# Apply what you read
#1 Set down everything from "Trump said many" down to "across the country." in the passage on Trump's coronavirus remarks, word for word.
#2 In the passage on Trump's coronavirus remarks, what average number of new U.S. cases per day is reported over the past seven days?
#3 Please extend the passage on Trump's coronavirus remarks, picking up after its final sentence.

# Given passage
......
Trump said many infected people "automatically" recover from the virus. Health officials have repeatedly pointed out that new cases have outpaced the increase in testing, which indicates that the virus is spreading rapidly in communities across the country.
When Wallace pointed to the European Union, which he said is reporting about 6,000 new cases per day, Trump said it's because "they don't test" and declined to acknowledge differences in policy responses between Europe and the U.S.
The U.S. has reported on average 66,498 new cases of the coronavirus per day over the past seven days, up more than 15% compared with a week ago, according to a CNBC analysis of data from Hopkins. Thirty-six states and the District of Columbia have reported growth in cases by at least 5%, on average over the past week. And Covid-19 deaths, which lag the diagnosis of cases, have begun to tick up nationally, driven by a number of states with expanding outbreaks.
"No country has ever done what we've done in terms of testing. We are the envy of the world," Trump said. "You look at other countries, they don't even do tests. They do tests if somebody walks into the hospital."
When asked about his relationship with White House health advisor Dr. Anthony Fauci, one of the nation's top infectious disease experts, Trump said he spoke with him on Saturday, but added that "he's a little bit of an alarmist." Trump also said that he doesn't agree with Director of the Centers for Disease Control and Prevention Dr. Robert Redfield, who said earlier this week that if everyone wore a mask, the U.S. could bring the virus under control in one to two months.
......
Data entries
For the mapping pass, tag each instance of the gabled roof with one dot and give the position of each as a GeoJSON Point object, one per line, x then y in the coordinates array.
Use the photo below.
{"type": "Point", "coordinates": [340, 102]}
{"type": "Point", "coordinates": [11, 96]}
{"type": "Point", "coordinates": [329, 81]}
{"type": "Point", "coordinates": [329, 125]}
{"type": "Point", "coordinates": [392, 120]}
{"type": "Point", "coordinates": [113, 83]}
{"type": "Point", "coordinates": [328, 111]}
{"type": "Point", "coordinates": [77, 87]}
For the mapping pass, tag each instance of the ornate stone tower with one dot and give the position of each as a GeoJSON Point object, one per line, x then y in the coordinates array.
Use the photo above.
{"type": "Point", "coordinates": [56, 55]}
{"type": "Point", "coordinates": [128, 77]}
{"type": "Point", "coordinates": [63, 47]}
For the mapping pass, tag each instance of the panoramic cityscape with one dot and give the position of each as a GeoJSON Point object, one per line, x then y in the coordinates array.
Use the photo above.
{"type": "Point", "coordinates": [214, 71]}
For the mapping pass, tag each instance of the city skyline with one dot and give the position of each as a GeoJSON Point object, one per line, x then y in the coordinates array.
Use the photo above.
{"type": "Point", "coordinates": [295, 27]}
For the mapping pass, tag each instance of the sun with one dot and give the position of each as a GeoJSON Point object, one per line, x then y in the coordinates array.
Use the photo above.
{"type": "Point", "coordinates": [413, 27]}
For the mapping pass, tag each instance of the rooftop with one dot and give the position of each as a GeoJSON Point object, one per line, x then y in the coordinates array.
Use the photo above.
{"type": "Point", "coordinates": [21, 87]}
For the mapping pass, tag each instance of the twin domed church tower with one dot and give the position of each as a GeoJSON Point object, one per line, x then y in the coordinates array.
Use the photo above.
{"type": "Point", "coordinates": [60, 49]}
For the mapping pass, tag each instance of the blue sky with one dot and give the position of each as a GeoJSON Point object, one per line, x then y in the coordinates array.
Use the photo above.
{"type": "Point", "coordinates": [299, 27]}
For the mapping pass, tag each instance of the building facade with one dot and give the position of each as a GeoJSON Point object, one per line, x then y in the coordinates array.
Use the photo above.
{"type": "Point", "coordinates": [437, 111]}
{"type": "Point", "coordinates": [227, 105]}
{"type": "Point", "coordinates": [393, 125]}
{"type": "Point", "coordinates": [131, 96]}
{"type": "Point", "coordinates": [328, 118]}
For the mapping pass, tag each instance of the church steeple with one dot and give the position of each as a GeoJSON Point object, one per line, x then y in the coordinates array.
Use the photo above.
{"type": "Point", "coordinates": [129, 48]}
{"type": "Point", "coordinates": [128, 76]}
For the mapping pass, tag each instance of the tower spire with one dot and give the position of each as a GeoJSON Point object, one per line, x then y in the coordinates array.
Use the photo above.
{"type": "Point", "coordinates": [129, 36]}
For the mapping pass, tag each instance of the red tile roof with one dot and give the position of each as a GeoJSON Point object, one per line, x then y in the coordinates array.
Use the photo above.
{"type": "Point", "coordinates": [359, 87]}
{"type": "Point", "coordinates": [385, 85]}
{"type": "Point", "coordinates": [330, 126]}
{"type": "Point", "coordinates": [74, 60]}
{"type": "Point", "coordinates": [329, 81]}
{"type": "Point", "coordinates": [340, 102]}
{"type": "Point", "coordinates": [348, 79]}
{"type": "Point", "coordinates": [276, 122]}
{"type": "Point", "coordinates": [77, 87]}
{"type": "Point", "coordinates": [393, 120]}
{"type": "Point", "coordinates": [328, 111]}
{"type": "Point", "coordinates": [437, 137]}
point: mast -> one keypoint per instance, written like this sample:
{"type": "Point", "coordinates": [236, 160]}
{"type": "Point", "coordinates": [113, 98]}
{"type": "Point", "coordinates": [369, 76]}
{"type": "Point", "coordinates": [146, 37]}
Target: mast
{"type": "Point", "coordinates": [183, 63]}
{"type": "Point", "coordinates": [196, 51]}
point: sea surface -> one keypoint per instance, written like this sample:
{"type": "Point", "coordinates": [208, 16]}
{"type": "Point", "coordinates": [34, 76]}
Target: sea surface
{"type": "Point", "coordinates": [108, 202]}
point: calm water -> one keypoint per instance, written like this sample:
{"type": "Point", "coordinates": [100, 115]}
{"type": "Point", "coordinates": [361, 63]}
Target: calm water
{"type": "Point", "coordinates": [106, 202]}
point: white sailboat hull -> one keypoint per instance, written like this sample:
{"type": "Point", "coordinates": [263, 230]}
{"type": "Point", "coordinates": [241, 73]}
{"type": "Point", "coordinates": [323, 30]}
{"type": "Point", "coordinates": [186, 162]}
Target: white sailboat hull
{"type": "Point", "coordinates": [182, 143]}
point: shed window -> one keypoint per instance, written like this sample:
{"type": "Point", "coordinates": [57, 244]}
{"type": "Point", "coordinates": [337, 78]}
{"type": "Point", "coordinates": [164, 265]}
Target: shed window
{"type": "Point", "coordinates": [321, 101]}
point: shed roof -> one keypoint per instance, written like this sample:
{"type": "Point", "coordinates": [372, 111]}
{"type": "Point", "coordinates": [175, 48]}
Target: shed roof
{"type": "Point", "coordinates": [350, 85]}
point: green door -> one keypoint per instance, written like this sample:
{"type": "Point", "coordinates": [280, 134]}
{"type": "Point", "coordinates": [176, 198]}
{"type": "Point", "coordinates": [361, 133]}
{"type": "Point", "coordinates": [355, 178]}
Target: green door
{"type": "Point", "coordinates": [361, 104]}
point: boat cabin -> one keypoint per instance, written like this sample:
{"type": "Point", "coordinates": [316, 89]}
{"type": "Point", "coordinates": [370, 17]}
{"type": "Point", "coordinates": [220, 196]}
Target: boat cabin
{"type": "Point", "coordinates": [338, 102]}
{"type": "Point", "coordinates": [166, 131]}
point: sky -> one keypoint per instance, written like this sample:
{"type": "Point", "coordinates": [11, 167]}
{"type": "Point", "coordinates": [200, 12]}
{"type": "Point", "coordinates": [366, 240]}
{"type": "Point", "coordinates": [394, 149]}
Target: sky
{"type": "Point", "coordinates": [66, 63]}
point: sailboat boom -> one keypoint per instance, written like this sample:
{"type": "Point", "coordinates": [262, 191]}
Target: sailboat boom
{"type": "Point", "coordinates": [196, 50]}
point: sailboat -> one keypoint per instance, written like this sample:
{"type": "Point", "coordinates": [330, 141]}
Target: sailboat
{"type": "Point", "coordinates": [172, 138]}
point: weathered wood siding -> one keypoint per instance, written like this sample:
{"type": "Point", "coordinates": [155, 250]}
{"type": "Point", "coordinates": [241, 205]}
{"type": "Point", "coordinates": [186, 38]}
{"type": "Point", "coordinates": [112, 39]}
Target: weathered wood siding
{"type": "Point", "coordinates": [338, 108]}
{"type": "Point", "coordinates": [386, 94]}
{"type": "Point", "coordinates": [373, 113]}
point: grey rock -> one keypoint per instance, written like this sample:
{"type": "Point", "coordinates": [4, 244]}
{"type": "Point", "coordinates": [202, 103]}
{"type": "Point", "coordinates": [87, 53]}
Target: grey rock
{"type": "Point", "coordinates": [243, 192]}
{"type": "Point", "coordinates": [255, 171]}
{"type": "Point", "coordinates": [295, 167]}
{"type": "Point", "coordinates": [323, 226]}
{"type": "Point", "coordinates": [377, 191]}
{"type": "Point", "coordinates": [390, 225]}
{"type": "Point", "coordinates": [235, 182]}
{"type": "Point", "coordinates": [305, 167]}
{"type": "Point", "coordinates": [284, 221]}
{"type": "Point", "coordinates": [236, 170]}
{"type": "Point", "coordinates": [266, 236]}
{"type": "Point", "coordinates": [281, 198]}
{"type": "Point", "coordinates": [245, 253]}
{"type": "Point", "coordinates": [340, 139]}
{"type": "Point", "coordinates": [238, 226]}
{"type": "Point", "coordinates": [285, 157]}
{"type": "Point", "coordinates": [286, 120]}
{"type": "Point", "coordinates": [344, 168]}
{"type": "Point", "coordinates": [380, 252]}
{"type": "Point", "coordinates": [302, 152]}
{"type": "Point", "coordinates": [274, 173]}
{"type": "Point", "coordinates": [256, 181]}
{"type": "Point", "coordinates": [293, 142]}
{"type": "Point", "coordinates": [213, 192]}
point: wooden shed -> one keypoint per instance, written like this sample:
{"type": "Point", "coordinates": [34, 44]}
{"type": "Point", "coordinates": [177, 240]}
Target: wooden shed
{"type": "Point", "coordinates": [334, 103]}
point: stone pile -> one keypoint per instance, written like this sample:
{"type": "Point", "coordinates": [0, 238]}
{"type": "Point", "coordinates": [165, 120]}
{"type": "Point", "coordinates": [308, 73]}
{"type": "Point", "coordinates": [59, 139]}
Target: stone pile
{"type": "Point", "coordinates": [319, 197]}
......
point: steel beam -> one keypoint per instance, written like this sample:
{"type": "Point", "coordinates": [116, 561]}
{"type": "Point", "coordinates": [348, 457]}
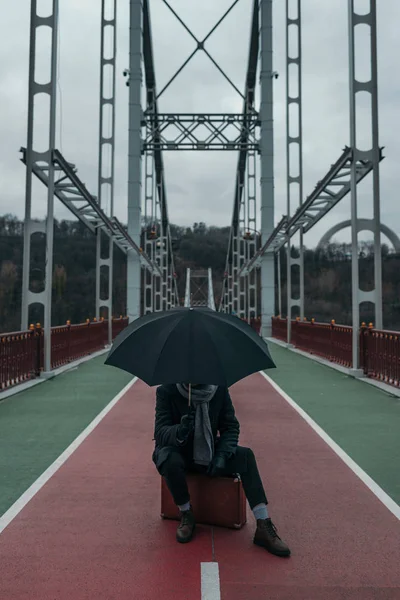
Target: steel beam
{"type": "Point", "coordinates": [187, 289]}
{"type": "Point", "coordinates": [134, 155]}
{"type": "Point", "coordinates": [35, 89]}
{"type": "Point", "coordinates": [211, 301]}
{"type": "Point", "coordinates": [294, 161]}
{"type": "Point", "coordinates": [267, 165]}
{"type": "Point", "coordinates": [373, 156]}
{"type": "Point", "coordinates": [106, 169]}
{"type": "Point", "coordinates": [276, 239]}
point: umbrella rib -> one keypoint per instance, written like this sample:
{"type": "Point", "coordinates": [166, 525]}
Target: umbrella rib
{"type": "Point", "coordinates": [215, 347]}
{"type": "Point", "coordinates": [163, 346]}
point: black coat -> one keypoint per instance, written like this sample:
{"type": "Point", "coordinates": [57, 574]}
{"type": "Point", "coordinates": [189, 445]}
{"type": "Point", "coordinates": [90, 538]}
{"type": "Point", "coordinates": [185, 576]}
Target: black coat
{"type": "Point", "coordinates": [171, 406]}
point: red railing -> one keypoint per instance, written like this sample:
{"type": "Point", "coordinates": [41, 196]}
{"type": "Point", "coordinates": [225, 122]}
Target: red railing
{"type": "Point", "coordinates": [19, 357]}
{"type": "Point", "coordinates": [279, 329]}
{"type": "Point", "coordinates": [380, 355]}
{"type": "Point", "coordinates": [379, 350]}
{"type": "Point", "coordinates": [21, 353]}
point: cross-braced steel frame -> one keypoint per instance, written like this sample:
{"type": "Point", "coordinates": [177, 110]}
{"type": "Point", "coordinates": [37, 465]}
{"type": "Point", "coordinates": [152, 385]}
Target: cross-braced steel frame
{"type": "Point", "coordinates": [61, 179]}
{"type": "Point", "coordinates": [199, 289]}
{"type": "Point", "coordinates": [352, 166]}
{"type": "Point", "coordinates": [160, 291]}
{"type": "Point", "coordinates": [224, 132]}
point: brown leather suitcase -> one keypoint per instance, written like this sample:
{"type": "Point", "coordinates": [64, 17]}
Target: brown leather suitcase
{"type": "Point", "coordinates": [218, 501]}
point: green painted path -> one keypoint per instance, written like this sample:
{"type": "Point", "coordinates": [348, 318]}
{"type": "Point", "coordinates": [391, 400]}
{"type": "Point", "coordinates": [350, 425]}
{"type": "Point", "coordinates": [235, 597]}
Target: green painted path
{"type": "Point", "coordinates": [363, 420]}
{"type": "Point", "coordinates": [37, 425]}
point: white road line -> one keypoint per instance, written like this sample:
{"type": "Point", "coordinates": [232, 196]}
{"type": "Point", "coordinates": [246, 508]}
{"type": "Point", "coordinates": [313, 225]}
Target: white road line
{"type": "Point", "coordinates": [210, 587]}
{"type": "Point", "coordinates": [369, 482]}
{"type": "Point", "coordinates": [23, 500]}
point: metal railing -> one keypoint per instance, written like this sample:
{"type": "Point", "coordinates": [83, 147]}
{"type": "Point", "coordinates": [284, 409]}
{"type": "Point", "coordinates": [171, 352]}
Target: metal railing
......
# Task results
#1
Trump said many infected people "automatically" recover from the virus. Health officials have repeatedly pointed out that new cases have outpaced the increase in testing, which indicates that the virus is spreading rapidly in communities across the country.

#2 66,498 new cases per day.

#3
The president continued to tout the strength of the economy before the virus arrived in the U.S. in January, adding that Democratic officials are "purposefully" keeping the economy shutdown to hurt his reelection effort. Many states have implemented costly public health measures to curb the spread of the virus such as shutting down bars and other businesses, closing schools and banning large gatherings. Trump specifically bemoaned his campaign's inability to host campaign rallies in Michigan, Minnesota and Nevada.
"The Democrats are purposely keeping their schools closed, keeping their states closed," he said. "We're not allowed to have rallies in these Democrat-run states."
Sen. Majority Leader Mitch McConnell is expected to unveil a coronavirus relief plan this coming week when the Senate returns from its two-week Fourth of July recess. The Republican last week said that "kids in school, jobs and health care are likely to be the focus of the bill."
Leaders in the Democratic-held House and GOP-controlled Senate acknowledged earlier this month that they need to approve more aid to combat the disease's spread while supporting the economy and schools.
The White House deliberations come as the number of confirmed coronavirus cases continues to spike nationally. Dozens of states encountered resurgences after reopening their economies. Only nine U.S. states have the virus under control and just three are on track to contain Covid-19, according to the tracking project Covid Act Now.
On Friday, the United States reported 71,558 new cases, according to data from Johns Hopkins University, marking the second consecutive day that the country has seen at least 70,000 new cases. Average daily new cases have increased 18.34% nationwide compared to one week ago as of Friday, according to a CNBC analysis of Johns Hopkins' data.
The coronavirus outbreak has spread worldwide, with more than 14.3 million confirmed cases and over 600,000 deaths, according to data from Johns Hopkins University. The U.S. has had more than 3.7 million cases and at least 140,131 deaths, according to the latest tallies, more than any other country.
— CNBC's Jacob Pramuk and Will Feuer contributed to this report.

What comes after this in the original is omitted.